'''
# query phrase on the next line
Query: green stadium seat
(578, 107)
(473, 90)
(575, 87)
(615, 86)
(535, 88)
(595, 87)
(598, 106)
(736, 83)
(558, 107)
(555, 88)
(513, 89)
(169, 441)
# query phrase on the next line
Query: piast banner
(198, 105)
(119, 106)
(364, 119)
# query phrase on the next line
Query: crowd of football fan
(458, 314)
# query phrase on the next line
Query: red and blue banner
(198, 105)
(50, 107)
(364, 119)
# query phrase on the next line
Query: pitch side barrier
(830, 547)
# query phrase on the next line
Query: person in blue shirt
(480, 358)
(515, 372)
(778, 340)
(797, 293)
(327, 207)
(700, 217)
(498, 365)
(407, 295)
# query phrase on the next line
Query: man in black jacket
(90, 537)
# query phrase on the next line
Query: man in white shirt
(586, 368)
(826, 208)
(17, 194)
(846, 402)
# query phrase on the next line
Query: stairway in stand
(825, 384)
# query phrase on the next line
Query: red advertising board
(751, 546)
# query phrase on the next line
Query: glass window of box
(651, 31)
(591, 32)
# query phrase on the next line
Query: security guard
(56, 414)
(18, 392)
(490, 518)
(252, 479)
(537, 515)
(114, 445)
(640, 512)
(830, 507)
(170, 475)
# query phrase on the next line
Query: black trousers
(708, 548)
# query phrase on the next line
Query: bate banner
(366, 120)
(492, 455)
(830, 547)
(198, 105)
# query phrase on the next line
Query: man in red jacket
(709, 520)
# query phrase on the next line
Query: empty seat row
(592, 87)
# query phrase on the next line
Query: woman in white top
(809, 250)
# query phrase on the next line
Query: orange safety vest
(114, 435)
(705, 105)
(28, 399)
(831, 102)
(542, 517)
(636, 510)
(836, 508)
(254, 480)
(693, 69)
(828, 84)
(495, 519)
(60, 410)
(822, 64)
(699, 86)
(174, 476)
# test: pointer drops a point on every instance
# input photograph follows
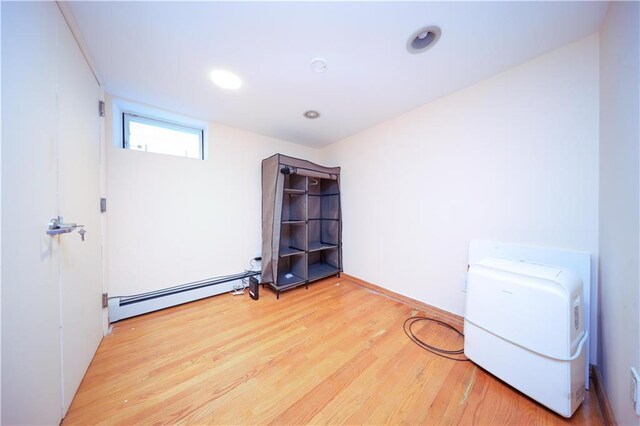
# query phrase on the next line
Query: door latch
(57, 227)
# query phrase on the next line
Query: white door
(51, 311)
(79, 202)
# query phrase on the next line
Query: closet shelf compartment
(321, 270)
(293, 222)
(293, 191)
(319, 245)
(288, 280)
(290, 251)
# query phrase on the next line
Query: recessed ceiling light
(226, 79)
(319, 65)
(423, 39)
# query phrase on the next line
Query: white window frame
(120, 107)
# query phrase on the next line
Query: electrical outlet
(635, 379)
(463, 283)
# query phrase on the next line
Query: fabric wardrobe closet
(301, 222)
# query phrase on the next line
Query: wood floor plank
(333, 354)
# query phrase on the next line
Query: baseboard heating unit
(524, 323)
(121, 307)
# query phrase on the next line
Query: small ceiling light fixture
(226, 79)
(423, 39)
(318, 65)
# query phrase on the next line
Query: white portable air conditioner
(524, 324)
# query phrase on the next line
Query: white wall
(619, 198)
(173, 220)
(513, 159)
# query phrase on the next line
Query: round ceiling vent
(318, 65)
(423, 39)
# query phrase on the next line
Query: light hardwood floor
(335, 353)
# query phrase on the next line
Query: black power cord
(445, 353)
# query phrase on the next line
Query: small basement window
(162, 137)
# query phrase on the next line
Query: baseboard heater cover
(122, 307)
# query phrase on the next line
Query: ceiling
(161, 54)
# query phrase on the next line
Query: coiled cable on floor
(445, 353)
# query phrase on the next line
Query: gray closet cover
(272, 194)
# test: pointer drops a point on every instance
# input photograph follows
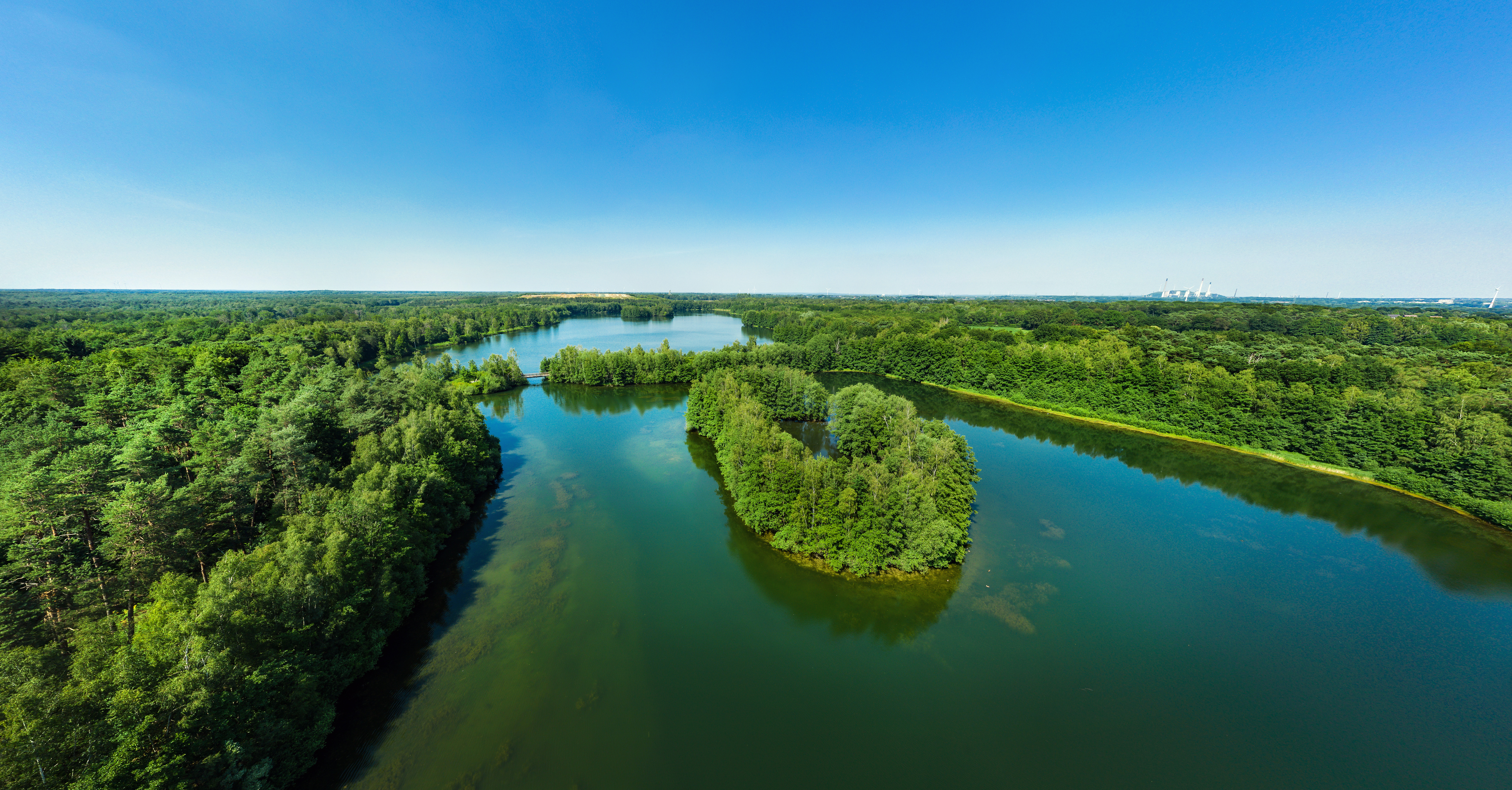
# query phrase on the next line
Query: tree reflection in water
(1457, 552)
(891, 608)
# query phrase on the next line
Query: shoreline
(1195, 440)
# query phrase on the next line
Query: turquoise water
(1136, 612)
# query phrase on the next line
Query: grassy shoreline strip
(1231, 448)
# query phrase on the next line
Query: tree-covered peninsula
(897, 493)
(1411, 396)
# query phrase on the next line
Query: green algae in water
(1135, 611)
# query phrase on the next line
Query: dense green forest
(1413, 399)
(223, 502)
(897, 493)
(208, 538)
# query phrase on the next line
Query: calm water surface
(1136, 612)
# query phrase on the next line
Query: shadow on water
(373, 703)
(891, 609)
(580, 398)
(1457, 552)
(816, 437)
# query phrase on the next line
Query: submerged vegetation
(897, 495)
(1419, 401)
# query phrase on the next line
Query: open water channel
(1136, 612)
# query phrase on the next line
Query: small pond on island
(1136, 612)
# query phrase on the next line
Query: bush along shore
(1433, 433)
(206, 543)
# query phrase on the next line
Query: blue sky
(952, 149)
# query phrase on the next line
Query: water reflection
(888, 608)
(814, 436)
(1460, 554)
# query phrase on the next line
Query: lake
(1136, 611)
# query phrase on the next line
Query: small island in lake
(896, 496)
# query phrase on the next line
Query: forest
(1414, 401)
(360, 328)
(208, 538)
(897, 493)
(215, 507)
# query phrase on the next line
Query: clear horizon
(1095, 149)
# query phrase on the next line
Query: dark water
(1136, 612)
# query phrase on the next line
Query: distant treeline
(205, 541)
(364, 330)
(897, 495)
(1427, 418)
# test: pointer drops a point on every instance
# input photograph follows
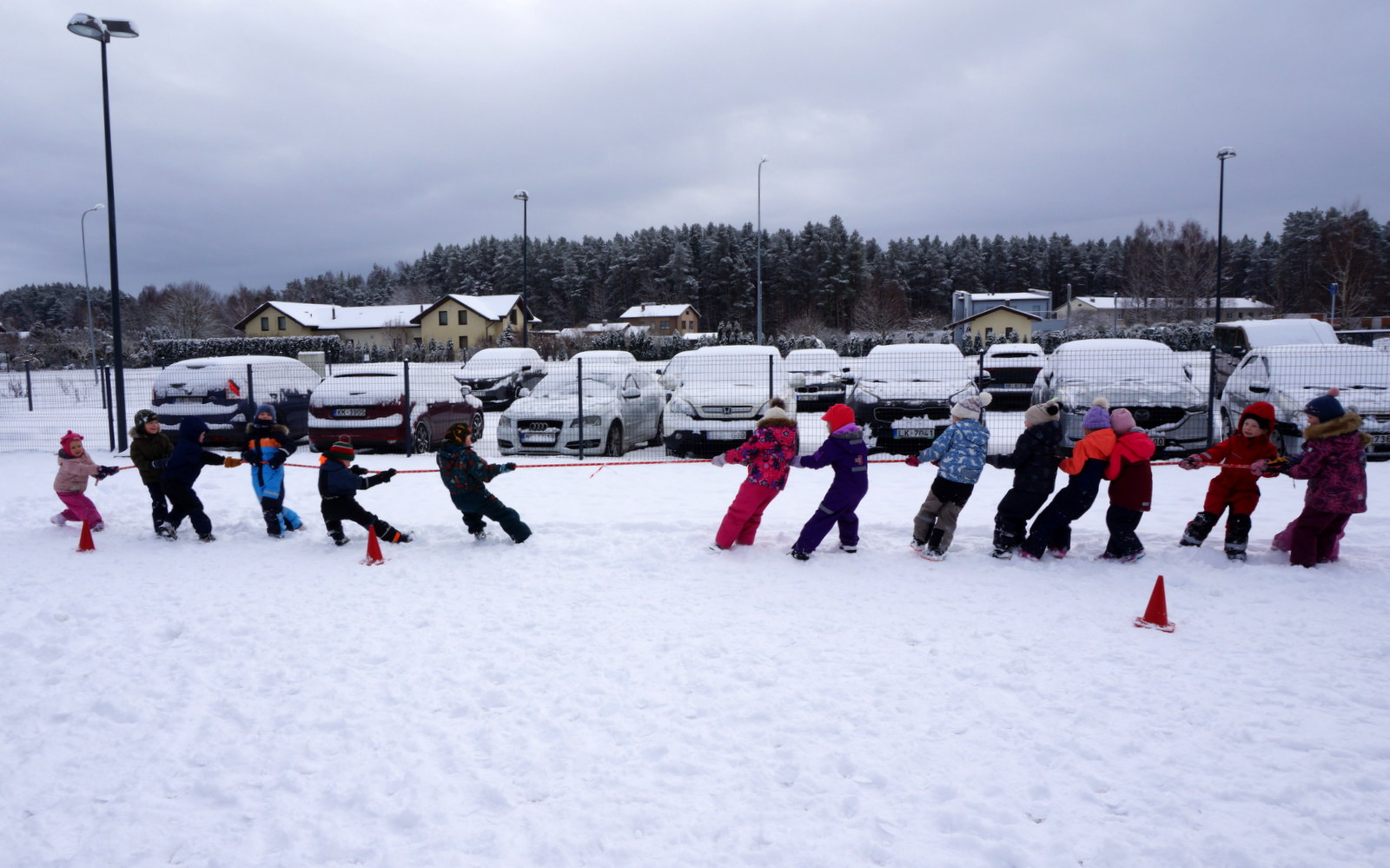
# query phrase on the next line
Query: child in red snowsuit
'''
Task directions: Count the lines in the rows above that contain the string "lake", treating uppercase and lowercase as different, and give only the number.

Result of this exercise: 2